_Teks Dokumen:_
---

Reformasi Birokrasi yang Setengah Hati

[15.02.2010] Pada hari (Senin, 18/05/09), harian Tribun Timur memuat sebuah tulisan yang berjudul “PNS Berkinerja Tinggi Sekedar Utopia?”. Tulisan tersebut dibuat oleh Nur Ana Sejati, seorang anggota Tim Pengembangan Budaya Kerja Perwakilan BPKP Provinsi Sulawesi Selatan. Dalam tulisannya tersebut, Nur Ana mengulas tentang fenomena kinerja birokrasi di Indonesia yang masih jauh dari harapan.


Bahkan Nur Ana melontarkan tanya yang mengandung kesangsian tentang kemungkinan terwujudnya PNS yang berkinerja tinggi dalam waktu dekat. Hal ini karena bangunan birokrasi di Indonesia masih jauh dari model bangunan birokrasi yang efektif-efisien dan responsif-proaktif.

Untuk mewujudkan birokrasi yang ideal, maka dalam pengelolaannya dibutuhkan keberanian untuk mengadopsi karakter marketization, organisasi yang fokus pada hasil, dan fokus pada klien. Ini bisa terwujud bila birokrasi mampu mengadopsi penggunaan prinsip-prinsip bisnis atau organisasi sektor swasta dalam mengelola instansi pemerintah atau yang lebih dikenal dengan istilah new public management.

---

_Isi Catatan:_
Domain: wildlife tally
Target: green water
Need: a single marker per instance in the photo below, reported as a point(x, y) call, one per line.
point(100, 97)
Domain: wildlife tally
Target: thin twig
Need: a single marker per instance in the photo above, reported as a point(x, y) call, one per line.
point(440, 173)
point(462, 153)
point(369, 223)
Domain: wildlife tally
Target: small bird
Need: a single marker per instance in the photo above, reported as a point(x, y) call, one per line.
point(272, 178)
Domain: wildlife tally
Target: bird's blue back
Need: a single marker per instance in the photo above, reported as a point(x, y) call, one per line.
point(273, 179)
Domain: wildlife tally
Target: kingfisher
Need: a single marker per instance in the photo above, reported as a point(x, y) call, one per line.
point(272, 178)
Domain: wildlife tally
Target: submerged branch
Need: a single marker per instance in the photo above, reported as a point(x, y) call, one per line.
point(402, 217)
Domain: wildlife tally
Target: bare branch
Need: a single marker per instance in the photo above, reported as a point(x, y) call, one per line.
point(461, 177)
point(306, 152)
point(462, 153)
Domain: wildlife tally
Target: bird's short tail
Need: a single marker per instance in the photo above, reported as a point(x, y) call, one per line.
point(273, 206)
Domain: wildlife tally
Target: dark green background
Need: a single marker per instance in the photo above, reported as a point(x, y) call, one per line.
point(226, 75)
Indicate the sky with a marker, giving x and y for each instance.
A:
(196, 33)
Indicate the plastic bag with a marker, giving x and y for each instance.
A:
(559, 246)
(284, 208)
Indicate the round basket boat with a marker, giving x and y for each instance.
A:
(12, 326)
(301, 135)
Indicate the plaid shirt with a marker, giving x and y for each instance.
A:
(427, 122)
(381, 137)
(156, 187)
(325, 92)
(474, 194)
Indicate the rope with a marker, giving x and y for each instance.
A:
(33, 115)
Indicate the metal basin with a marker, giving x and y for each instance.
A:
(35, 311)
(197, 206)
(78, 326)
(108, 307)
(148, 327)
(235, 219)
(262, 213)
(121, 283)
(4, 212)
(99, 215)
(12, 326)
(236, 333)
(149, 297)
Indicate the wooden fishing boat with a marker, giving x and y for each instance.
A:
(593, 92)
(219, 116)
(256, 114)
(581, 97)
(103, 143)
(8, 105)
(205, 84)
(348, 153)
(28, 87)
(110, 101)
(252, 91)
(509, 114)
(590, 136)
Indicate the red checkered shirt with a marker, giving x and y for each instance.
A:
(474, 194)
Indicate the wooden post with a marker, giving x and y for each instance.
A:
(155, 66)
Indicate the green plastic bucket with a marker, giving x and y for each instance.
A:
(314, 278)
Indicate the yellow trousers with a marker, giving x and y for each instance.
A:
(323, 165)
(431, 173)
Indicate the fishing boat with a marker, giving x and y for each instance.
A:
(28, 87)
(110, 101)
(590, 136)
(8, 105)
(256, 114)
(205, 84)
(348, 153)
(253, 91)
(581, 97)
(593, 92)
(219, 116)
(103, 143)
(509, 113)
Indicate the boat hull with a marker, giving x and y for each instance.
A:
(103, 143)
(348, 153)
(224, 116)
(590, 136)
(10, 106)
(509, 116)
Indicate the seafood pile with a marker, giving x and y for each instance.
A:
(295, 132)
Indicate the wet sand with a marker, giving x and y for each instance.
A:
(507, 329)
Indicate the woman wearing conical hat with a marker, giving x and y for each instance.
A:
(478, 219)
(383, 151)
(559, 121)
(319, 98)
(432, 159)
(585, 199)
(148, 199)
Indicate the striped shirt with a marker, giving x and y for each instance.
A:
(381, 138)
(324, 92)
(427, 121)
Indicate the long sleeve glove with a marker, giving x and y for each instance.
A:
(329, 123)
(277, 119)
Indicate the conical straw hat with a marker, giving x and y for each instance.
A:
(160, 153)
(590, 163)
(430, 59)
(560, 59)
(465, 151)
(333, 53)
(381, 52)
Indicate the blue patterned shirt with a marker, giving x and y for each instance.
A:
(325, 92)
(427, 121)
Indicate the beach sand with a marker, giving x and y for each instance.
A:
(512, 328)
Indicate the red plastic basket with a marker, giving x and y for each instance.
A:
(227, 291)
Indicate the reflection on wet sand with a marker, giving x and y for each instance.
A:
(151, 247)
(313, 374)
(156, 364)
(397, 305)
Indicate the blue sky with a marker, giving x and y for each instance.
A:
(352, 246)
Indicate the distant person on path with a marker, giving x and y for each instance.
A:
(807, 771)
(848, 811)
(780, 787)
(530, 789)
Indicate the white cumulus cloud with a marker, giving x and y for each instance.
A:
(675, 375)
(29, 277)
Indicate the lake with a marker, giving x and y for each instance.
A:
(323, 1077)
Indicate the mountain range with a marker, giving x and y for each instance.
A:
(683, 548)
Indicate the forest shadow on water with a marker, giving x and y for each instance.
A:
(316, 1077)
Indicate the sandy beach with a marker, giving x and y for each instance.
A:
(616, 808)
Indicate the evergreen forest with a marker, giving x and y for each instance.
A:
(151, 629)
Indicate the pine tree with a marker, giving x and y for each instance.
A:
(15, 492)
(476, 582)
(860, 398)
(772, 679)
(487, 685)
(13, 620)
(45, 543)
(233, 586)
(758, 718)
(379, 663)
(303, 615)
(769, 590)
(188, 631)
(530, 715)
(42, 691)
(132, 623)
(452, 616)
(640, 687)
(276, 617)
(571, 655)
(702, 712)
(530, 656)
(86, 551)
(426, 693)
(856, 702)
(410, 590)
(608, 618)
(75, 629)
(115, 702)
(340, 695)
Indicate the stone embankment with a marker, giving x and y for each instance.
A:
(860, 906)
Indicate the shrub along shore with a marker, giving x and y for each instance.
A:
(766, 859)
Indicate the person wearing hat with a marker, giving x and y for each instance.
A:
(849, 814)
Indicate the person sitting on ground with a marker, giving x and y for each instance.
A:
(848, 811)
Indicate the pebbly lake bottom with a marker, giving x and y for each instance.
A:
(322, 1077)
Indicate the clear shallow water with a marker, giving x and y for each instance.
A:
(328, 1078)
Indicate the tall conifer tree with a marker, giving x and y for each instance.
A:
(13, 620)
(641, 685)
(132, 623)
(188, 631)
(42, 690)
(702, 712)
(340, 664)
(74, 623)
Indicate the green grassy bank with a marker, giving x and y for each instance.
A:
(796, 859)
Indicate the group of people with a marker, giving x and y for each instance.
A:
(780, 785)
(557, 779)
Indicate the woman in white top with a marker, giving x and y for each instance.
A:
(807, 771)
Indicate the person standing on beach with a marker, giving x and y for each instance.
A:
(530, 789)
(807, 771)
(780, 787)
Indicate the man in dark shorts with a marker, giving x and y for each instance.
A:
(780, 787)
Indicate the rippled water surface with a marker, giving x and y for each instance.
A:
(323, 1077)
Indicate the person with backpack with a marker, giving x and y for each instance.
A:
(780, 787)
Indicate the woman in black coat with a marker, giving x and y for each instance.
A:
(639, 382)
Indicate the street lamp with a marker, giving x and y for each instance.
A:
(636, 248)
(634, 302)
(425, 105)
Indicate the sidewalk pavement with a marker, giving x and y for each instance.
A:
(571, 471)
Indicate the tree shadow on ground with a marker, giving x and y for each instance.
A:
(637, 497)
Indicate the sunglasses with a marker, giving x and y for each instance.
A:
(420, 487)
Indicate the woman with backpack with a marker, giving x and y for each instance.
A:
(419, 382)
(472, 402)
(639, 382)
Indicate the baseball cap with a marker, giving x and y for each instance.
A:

---

_Tugas Anda:_
A - Sunting teks tentang reformasi birokrasi ini: tulis lagi bagiannya dari kata "[15.02.2010] Pada hari" sampai dengan kata "efektif-efisien dan responsif-proaktif.", lalu ganti "PNS" dengan "ASN".
B - Apa saja karakter yang menurut teks tentang reformasi birokrasi ini perlu diadopsi dalam pengelolaan birokrasi? Sebutkan semuanya.
Catatan-catatan itu tidak perlu dipakai.

_Jawaban Tiap Tugas:_
A -
[15.02.2010] Pada hari (Senin, 18/05/09), harian Tribun Timur memuat sebuah tulisan yang berjudul “ASN Berkinerja Tinggi Sekedar Utopia?”. Tulisan tersebut dibuat oleh Nur Ana Sejati, seorang anggota Tim Pengembangan Budaya Kerja Perwakilan BPKP Provinsi Sulawesi Selatan. Dalam tulisannya tersebut, Nur Ana mengulas tentang fenomena kinerja birokrasi di Indonesia yang masih jauh dari harapan.


Bahkan Nur Ana melontarkan tanya yang mengandung kesangsian tentang kemungkinan terwujudnya ASN yang berkinerja tinggi dalam waktu dekat. Hal ini karena bangunan birokrasi di Indonesia masih jauh dari model bangunan birokrasi yang efektif-efisien dan responsif-proaktif.

B -
1. Marketization
2. Organisasi yang fokus pada hasil
3. Fokus pada klien